» Activity:
What you return must be the lines of the data that hold the word "JSON".

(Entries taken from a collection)

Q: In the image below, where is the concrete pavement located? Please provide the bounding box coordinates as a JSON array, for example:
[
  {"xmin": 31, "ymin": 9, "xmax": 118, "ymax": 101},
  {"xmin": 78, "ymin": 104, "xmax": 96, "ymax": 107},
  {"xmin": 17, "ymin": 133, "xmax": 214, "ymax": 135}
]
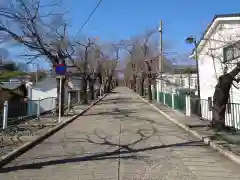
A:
[{"xmin": 1, "ymin": 87, "xmax": 240, "ymax": 180}]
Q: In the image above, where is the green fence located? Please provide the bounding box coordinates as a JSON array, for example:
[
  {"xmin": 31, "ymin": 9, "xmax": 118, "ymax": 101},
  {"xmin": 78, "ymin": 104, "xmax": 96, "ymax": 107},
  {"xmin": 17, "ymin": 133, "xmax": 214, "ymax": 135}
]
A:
[
  {"xmin": 174, "ymin": 94, "xmax": 186, "ymax": 112},
  {"xmin": 143, "ymin": 89, "xmax": 186, "ymax": 113},
  {"xmin": 159, "ymin": 92, "xmax": 164, "ymax": 103},
  {"xmin": 156, "ymin": 91, "xmax": 186, "ymax": 112},
  {"xmin": 165, "ymin": 93, "xmax": 172, "ymax": 107}
]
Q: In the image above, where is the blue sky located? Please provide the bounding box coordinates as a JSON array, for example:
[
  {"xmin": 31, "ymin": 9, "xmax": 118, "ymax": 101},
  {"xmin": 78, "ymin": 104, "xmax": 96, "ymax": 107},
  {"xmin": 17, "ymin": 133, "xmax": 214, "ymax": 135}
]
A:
[
  {"xmin": 4, "ymin": 0, "xmax": 240, "ymax": 69},
  {"xmin": 63, "ymin": 0, "xmax": 240, "ymax": 63}
]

» Answer space:
Q: In the image below, where is the concrete pavement located? Please provide the bounding box coordinates as a JSON array, for example:
Q: In the image above, where is the green fence located? Please provide the bounding box coordinates as a JSON array, for example:
Q: In the image above, where is the blue sky located? Please provide the bounding box coordinates as a JSON array, for example:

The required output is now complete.